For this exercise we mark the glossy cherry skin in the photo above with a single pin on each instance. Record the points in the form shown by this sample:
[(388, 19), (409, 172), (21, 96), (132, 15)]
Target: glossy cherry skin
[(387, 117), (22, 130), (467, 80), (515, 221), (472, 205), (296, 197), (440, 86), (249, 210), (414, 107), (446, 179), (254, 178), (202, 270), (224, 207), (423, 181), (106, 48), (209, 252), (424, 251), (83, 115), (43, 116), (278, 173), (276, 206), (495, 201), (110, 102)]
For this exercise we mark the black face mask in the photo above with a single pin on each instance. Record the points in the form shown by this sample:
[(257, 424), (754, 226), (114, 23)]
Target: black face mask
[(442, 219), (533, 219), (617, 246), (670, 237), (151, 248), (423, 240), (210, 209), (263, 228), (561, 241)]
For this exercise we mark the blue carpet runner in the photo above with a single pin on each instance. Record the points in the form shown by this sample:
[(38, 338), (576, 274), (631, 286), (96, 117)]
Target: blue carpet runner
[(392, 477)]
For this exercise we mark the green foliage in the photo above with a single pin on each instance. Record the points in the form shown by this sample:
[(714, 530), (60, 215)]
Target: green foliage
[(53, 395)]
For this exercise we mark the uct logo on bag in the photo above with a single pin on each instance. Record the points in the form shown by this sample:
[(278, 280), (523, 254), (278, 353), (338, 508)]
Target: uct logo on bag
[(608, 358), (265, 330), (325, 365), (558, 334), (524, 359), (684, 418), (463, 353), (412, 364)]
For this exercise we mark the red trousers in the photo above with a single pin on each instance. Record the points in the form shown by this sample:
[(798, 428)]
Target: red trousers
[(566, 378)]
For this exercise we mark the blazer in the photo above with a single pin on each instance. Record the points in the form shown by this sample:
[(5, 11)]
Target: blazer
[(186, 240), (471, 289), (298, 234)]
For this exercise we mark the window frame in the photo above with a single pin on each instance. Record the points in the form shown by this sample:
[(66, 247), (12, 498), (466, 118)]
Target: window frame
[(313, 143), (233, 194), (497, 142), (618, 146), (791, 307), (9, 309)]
--------------------
What you return should be exactly the lines above, starting at the one with "For this exercise we mark the uct" and ending at the one with "[(278, 280), (523, 254), (278, 353), (338, 508)]", and nothing else.

For this exercise we mark the uct logo on bag in the photo above with a single pin on each instance. Record the points in the form shown by this sample:
[(278, 280), (523, 254), (278, 353), (338, 508)]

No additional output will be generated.